* _EXERCISE DIRECTIONS_
Rewrite the records below with "supplied image" changed to "provided image" everywhere, keeping everything else the same and leaving out the pictures.

* _GIVEN DATA_

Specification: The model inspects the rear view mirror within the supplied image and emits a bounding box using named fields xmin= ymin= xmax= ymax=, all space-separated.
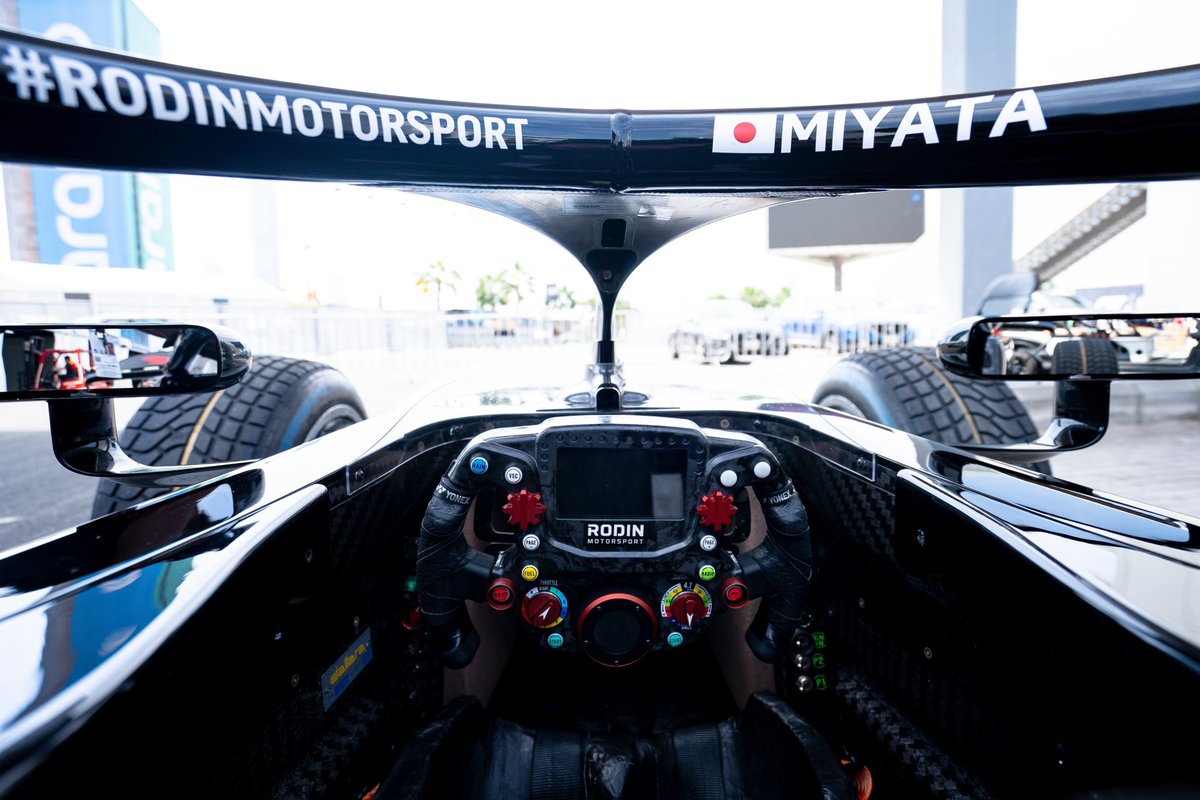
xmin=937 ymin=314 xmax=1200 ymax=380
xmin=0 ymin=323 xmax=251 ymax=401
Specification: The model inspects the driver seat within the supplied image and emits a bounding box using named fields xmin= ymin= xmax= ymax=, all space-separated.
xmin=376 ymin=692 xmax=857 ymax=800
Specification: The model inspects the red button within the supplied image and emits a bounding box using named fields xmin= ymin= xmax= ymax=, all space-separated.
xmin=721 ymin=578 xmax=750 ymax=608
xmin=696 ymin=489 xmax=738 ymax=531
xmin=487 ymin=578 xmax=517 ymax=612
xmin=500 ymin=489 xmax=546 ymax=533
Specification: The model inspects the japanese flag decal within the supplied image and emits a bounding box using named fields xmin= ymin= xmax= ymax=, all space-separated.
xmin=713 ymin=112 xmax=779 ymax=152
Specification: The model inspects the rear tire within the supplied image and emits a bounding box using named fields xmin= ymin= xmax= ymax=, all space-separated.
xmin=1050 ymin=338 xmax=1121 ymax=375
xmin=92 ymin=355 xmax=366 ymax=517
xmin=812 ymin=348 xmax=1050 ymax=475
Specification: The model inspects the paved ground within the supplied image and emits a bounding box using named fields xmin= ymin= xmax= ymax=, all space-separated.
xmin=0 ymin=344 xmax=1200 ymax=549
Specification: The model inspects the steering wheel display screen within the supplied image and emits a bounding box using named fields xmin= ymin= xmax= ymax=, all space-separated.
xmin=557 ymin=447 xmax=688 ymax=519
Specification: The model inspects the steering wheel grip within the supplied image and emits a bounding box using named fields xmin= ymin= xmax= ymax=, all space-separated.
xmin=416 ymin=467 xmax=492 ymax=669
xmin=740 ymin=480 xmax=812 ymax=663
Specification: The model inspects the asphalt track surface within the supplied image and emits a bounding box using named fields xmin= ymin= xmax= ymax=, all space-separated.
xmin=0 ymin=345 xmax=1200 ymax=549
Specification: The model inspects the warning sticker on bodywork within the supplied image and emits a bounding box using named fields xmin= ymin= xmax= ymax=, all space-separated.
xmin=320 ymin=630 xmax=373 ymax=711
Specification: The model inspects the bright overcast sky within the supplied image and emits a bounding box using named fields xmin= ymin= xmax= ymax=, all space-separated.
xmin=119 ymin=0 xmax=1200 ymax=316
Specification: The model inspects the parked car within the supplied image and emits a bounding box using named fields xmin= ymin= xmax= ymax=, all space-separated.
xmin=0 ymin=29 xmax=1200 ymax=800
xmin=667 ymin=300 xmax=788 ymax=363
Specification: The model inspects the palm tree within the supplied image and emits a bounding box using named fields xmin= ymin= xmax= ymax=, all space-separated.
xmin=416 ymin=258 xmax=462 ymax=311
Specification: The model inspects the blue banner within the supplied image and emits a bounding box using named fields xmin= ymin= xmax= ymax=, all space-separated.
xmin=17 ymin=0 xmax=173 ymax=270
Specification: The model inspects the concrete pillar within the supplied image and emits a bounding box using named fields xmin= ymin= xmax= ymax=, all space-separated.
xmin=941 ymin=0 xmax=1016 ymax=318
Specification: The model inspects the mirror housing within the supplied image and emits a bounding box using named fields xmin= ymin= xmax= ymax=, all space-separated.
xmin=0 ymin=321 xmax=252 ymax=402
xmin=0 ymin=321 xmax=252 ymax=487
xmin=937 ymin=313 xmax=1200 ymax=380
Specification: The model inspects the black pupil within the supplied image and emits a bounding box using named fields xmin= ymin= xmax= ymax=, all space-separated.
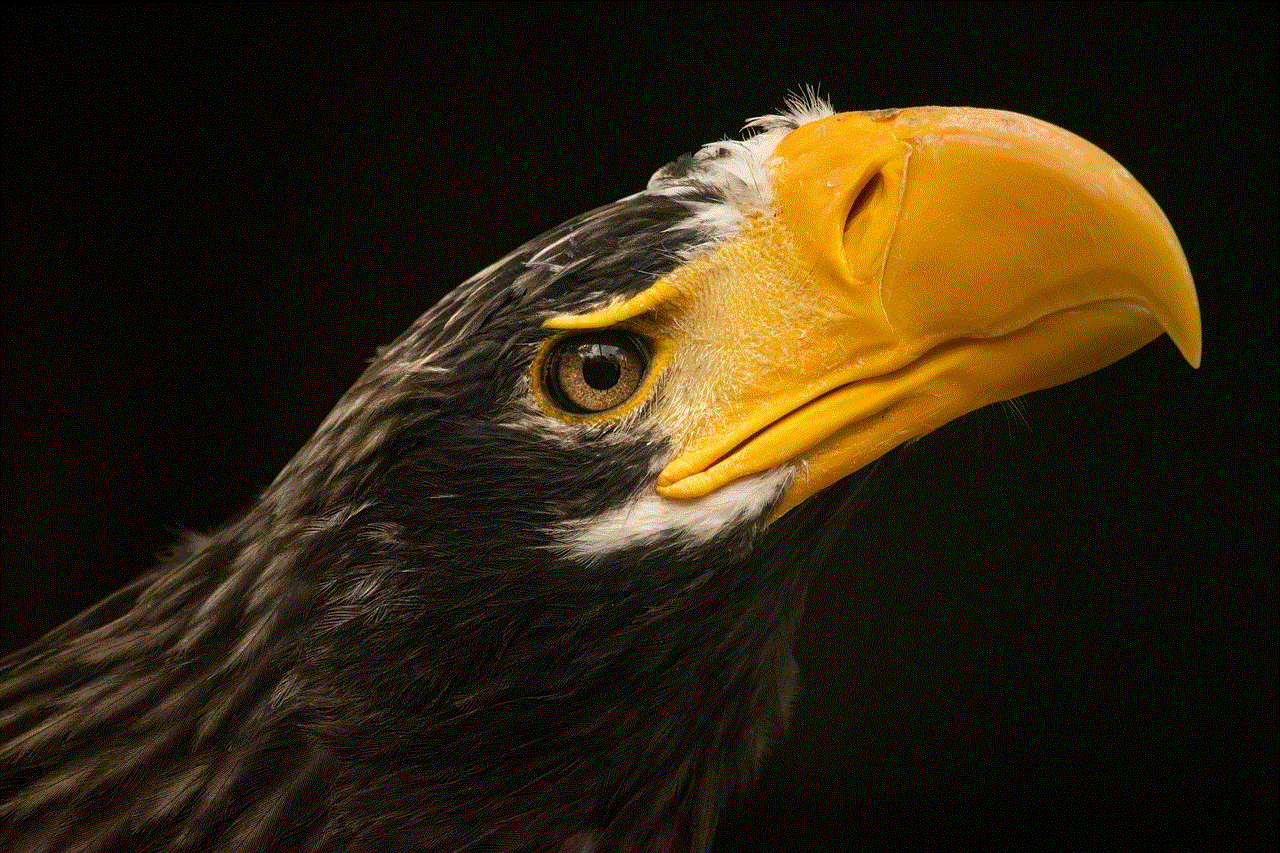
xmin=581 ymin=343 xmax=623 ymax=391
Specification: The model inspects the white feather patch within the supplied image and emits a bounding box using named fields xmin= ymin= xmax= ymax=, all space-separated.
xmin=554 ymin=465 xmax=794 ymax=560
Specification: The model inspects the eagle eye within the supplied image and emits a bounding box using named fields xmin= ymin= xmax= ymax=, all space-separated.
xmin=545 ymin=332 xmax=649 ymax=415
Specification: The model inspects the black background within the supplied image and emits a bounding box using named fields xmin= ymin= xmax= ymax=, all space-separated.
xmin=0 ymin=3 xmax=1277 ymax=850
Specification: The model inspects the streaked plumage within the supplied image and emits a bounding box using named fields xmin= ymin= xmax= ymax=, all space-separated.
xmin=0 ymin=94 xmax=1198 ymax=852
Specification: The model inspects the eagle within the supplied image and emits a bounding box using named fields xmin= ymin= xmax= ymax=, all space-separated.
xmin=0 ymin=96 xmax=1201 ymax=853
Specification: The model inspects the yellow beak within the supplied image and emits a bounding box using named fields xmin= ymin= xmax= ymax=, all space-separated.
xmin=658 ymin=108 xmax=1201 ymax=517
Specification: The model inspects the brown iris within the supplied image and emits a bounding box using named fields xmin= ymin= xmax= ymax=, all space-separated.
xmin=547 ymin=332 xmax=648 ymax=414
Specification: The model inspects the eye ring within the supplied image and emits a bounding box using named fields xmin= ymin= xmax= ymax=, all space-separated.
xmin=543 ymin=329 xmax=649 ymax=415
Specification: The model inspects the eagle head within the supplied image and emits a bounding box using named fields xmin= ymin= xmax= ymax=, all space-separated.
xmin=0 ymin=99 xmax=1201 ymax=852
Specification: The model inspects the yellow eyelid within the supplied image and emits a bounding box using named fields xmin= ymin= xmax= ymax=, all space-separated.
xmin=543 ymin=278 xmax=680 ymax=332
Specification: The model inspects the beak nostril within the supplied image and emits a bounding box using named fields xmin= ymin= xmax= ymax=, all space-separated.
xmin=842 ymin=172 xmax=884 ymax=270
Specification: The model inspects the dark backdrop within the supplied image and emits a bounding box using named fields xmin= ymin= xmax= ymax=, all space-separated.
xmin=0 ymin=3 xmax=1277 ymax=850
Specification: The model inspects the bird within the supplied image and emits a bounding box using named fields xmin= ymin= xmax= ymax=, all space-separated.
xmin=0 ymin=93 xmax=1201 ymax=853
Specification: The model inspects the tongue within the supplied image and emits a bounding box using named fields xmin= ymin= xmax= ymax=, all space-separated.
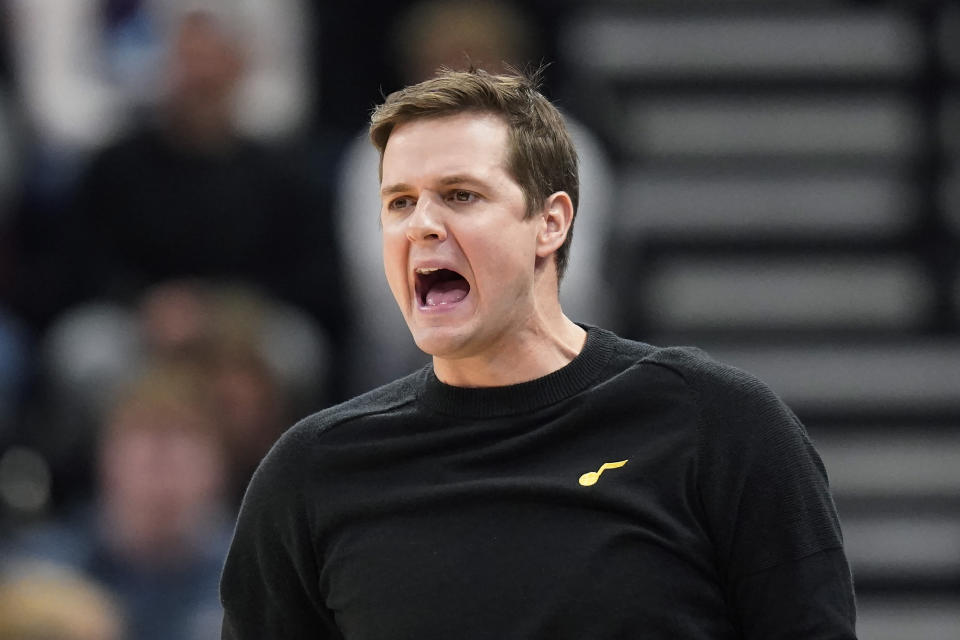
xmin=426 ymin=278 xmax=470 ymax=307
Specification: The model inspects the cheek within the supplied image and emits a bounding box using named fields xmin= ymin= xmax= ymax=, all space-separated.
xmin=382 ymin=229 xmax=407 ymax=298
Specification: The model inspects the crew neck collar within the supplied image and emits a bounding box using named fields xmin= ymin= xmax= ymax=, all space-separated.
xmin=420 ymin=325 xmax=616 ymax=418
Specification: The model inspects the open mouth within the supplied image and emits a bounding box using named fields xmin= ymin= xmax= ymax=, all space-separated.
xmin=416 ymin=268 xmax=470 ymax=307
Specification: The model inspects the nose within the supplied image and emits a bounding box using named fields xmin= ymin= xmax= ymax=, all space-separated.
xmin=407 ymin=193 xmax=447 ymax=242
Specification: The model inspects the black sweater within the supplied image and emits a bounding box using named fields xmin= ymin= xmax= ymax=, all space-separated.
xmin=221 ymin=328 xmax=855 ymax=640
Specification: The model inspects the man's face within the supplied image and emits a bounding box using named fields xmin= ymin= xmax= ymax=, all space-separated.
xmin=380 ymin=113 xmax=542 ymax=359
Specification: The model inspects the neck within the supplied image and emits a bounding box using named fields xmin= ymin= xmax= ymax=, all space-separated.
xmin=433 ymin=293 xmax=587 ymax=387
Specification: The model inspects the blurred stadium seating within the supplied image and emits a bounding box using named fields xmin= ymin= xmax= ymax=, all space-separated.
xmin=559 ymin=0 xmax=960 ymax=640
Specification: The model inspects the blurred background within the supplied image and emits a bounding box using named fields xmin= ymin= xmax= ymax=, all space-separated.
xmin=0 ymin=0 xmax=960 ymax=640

* _SOLUTION FOR THIS EXERCISE_
Specification: The model inspects the rear view mirror within the provided image and emits a bounding box using named fields xmin= ymin= xmax= ymax=, all space-separated.
xmin=937 ymin=314 xmax=1200 ymax=380
xmin=0 ymin=323 xmax=251 ymax=401
Specification: The model inspects the driver seat within the provided image and emits a bounding box using named fields xmin= ymin= xmax= ymax=, all space-separated.
xmin=376 ymin=692 xmax=857 ymax=800
Specification: The model inspects the red button within the provided image and emits a bounding box using named fields xmin= ymin= xmax= ymax=, all space-separated.
xmin=721 ymin=578 xmax=750 ymax=608
xmin=696 ymin=489 xmax=738 ymax=531
xmin=487 ymin=578 xmax=517 ymax=612
xmin=500 ymin=489 xmax=546 ymax=533
Specification: The model inspects the japanese flag decal within the provided image and emits a bounding box using named fields xmin= ymin= xmax= ymax=, all space-separated.
xmin=713 ymin=112 xmax=779 ymax=152
Specification: The model inspects the rear tire within the provided image and emits a bounding box using named fields xmin= ymin= xmax= ymax=, all space-separated.
xmin=1050 ymin=338 xmax=1121 ymax=375
xmin=92 ymin=355 xmax=366 ymax=517
xmin=812 ymin=348 xmax=1050 ymax=475
Specification: The model inspects the paved ground within the provided image and emits a bounding box using named fields xmin= ymin= xmax= ymax=, all space-separated.
xmin=0 ymin=344 xmax=1200 ymax=549
Specification: The model inspects the steering wheel display screen within the provided image and emits a bounding box using named fields xmin= ymin= xmax= ymax=, all space-separated.
xmin=557 ymin=447 xmax=688 ymax=519
Specification: The model inspects the steering wheel grip within the provided image and emits a bounding box using named fields xmin= ymin= xmax= ymax=, all space-separated.
xmin=416 ymin=467 xmax=492 ymax=669
xmin=740 ymin=480 xmax=812 ymax=663
Specification: The model inspects the asphalt track surface within the provided image and emits a bounding box using named fields xmin= ymin= xmax= ymax=, all space-separated.
xmin=0 ymin=345 xmax=1200 ymax=549
Specification: The model inspects the warning sticker on bodywork within the provided image and emits a bounding box using named fields xmin= ymin= xmax= ymax=, all space-separated.
xmin=320 ymin=630 xmax=373 ymax=711
Specification: The model inspects the bright overcast sky within the provided image and emits a bounding box using named fields xmin= ymin= xmax= ymax=, all space-separated.
xmin=119 ymin=0 xmax=1200 ymax=316
Specification: The model inspects the parked car within the provided image and emits a bounding box using named fields xmin= ymin= xmax= ymax=, all space-separated.
xmin=0 ymin=29 xmax=1200 ymax=800
xmin=667 ymin=300 xmax=788 ymax=363
Specification: The model inspects the palm tree within the provided image and emits a bounding box using named fields xmin= ymin= xmax= ymax=, all space-separated.
xmin=416 ymin=258 xmax=462 ymax=311
Specification: The model inspects the blue banner within the provided image and emits a bounding box using named fields xmin= ymin= xmax= ymax=, all space-separated.
xmin=17 ymin=0 xmax=173 ymax=270
Specification: The model inspects the concrete pillar within the provided image and emits a bounding box using named fields xmin= ymin= xmax= ymax=, all space-separated.
xmin=941 ymin=0 xmax=1016 ymax=318
Specification: The model inspects the mirror housing within the provided image and emits a bounding box using named fields xmin= ymin= xmax= ymax=, all space-separated.
xmin=0 ymin=321 xmax=252 ymax=402
xmin=0 ymin=321 xmax=252 ymax=487
xmin=937 ymin=313 xmax=1200 ymax=380
Specification: The model inspects the black pupil within the provided image and emits a bounding box using named fields xmin= ymin= xmax= ymax=, all space-separated.
xmin=581 ymin=343 xmax=623 ymax=391
Specification: The model inspects the white feather patch within the provided image and emits a bounding box using named fields xmin= ymin= xmax= ymax=, all space-separated.
xmin=554 ymin=465 xmax=794 ymax=560
Specification: The model inspects the eagle eye within the provided image and emits a bounding box using named fields xmin= ymin= xmax= ymax=, all space-separated.
xmin=545 ymin=332 xmax=649 ymax=415
Specification: The model inspects the black background within the provided image and emits a bounding box using named fields xmin= ymin= xmax= ymax=, all space-separated.
xmin=0 ymin=3 xmax=1277 ymax=850
Specification: The model inspects the streaked plumage within the provided image and emits a bounding box using named fields xmin= ymin= xmax= ymax=, all space-separated.
xmin=0 ymin=94 xmax=1198 ymax=852
Specification: The model inspects the eagle within the provided image and emits a bounding box using named fields xmin= ymin= xmax= ymax=, all space-separated.
xmin=0 ymin=96 xmax=1201 ymax=853
Specification: The model inspects the yellow beak within the provided image and emits a bounding box using named fields xmin= ymin= xmax= ymax=, all space-separated.
xmin=658 ymin=108 xmax=1201 ymax=517
Specification: The model inspects the brown iris within the provided image and emits a bounding box using named fields xmin= ymin= xmax= ymax=, all space-separated.
xmin=547 ymin=332 xmax=648 ymax=414
Specification: The model inspects the eye ring within the provided image and emits a bounding box using named fields xmin= ymin= xmax= ymax=, all space-separated.
xmin=543 ymin=329 xmax=649 ymax=415
Specification: The model inspects the eagle head within the provided image and emits a bounding box using named fields xmin= ymin= xmax= ymax=, all space-separated.
xmin=0 ymin=99 xmax=1201 ymax=852
Specification: The model inspects the yellow eyelid within the provided image and emits a bounding box using named fields xmin= ymin= xmax= ymax=, all space-separated.
xmin=543 ymin=278 xmax=680 ymax=332
Specification: The model inspects the beak nostril within the provided image and emits a bounding box using named fields xmin= ymin= xmax= ymax=, all space-separated.
xmin=842 ymin=172 xmax=884 ymax=270
Specification: The model inspects the dark backdrop within the provided image and emits a bounding box using named fields xmin= ymin= xmax= ymax=, all space-separated.
xmin=0 ymin=3 xmax=1277 ymax=850
Specification: The model inspects the bird within the provided image and emits a bounding box using named fields xmin= ymin= xmax= ymax=, all space-separated.
xmin=0 ymin=93 xmax=1201 ymax=853
Specification: The model inspects the tongue within the provided image and emits a bounding box using named fields xmin= ymin= xmax= ymax=, all space-separated.
xmin=426 ymin=278 xmax=470 ymax=307
Specification: The model inspects the cheek within the provided image and emits a bounding box using named fields xmin= ymin= xmax= ymax=, all space-separated.
xmin=382 ymin=229 xmax=407 ymax=298
Specification: The model inspects the crew neck collar within the provided image and emits a bounding box using named fields xmin= ymin= xmax= ymax=, all space-separated.
xmin=420 ymin=325 xmax=616 ymax=418
Specification: The model inspects the open mouth within the provided image and emits a bounding box using named fields xmin= ymin= xmax= ymax=, all space-separated.
xmin=416 ymin=268 xmax=470 ymax=307
Specification: The model inspects the nose within the provided image and emits a bounding box using named fields xmin= ymin= xmax= ymax=, all space-separated.
xmin=407 ymin=193 xmax=447 ymax=242
Specification: The model inspects the black sweater within the provided image and emits a bounding box using named fields xmin= ymin= xmax= ymax=, all space-separated.
xmin=221 ymin=328 xmax=855 ymax=640
Specification: The model inspects the man's face within the provided image and emits a bounding box using named fields xmin= ymin= xmax= ymax=, all space-separated.
xmin=380 ymin=113 xmax=542 ymax=359
Specification: The model inspects the neck within the provided image and emits a bounding box using named fields xmin= ymin= xmax= ymax=, all space-separated.
xmin=433 ymin=293 xmax=587 ymax=387
Specification: The model inspects the blurred stadium seating within the provided image and emits a bounding box using named fields xmin= ymin= xmax= ymax=, all space-separated.
xmin=559 ymin=0 xmax=960 ymax=640
Specification: The model inspects the blurred background within the provided image and emits a bounding box using named fields xmin= ymin= xmax= ymax=, all space-separated.
xmin=0 ymin=0 xmax=960 ymax=640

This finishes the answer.